- _Source passage_

Recorded: 14 May 2004
I was born in Australia. I studied there, got my doctorate in radiation biology. I moved to the U.S. in 1986 and I began to work on the Human Genome Project. I think I was inspired by a family friend when I was very young, who showed me once this stereoscopic microscope, not microscope, but the cards with the stereovision. And I remember seeing insects, and things like this in beautiful three dimensions. And somehow that made me think of science. So I believe it came from there.
Richard A. Gibbs is currently the Director of the Human Genome Sequencing Center at Baylor College of Medicine (BCM) and the Wofford Cain Professor in the Department of Molecular and Human Genetics. He received a B.Sc. (Hons) in 1979 and a Ph.D. in Genetics and Radiation Biology in 1985 at the University of Melbourne in Australia. In 1990 he completed a postdoctoral fellowship at Houston’s Baylor College of Medicine, studying the molecular basis of human X-linked diseases and developing technologies for rapid genetic analysis. He developed several fundamental technologies for nucleic acid analysis. In 1991, he joined the BCM faculty and played a key role in the early planning and development phases of the Human Genome Project. In 1996, he established the BCM Human Genome Sequencing Center when Baylor was chosen as one of six programs to complete the final phase of the Human Genome Project. Dr. Gibbs has also made significant contributions to the deciphering of the fly, mouse, dictyostelium, and rat genomes. Among the numerous awards and honors received by Dr. Gibbs, he was awarded the Michael E. DeBakey, M.D., Excellence in Research Award in 2000.

- _Records_
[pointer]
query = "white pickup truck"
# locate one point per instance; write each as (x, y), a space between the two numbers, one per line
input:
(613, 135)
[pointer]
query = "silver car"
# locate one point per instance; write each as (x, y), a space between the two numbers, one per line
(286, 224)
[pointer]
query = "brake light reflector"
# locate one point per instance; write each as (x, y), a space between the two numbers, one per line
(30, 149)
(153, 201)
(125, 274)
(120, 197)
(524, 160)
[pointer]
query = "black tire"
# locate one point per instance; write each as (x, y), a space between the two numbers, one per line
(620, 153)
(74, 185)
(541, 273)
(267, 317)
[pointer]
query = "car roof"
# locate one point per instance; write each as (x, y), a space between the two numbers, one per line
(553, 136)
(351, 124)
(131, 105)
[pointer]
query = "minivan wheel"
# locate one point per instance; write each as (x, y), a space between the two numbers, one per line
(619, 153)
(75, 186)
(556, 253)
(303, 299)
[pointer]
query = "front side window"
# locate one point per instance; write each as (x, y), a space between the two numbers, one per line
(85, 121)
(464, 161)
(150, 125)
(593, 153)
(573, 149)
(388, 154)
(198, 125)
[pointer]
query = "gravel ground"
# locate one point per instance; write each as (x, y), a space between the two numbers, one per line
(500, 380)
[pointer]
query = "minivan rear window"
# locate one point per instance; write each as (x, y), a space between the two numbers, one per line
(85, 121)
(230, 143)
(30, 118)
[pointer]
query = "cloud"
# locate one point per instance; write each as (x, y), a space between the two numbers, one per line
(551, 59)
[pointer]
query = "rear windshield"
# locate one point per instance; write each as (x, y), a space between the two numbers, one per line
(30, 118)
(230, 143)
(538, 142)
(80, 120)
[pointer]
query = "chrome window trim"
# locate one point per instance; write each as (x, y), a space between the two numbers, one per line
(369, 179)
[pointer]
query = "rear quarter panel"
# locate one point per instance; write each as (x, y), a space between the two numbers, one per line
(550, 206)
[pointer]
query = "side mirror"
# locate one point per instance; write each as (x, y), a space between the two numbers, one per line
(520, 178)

* * *

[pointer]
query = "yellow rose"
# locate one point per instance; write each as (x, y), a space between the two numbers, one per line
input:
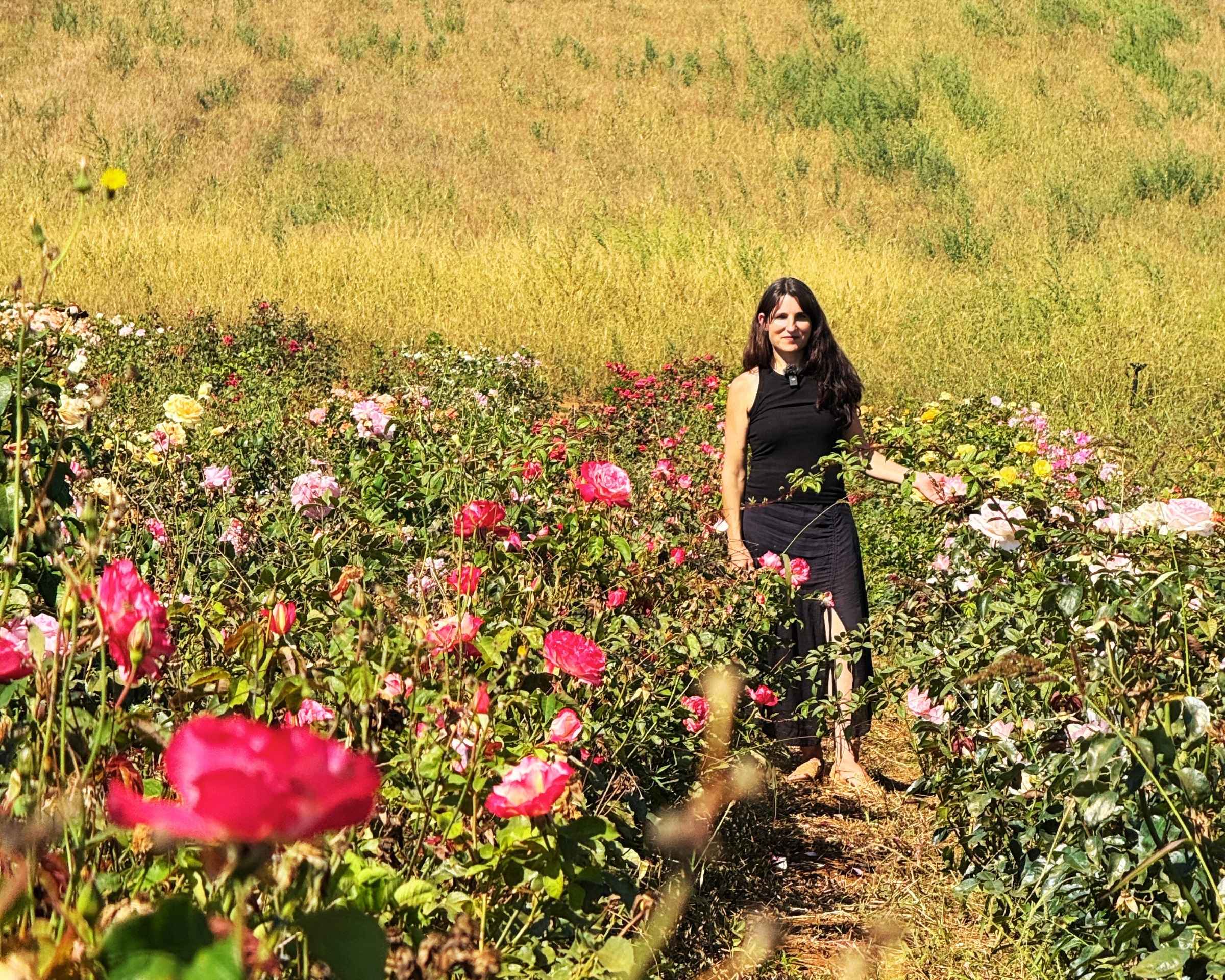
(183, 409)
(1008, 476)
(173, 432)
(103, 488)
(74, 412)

- _To do_
(1) In the Richard A. Gibbs profile, reproduce the text from "Recorded: 14 May" up to and including "came from there.".
(2) According to the Richard A. Gibbs profile, in what year did Gibbs establish the BCM Human Genome Sequencing Center?

- _Expected responses_
(1)
Recorded: 14 May 2004
I was born in Australia. I studied there, got my doctorate in radiation biology. I moved to the U.S. in 1986 and I began to work on the Human Genome Project. I think I was inspired by a family friend when I was very young, who showed me once this stereoscopic microscope, not microscope, but the cards with the stereovision. And I remember seeing insects, and things like this in beautiful three dimensions. And somehow that made me think of science. So I believe it came from there.

(2) 1996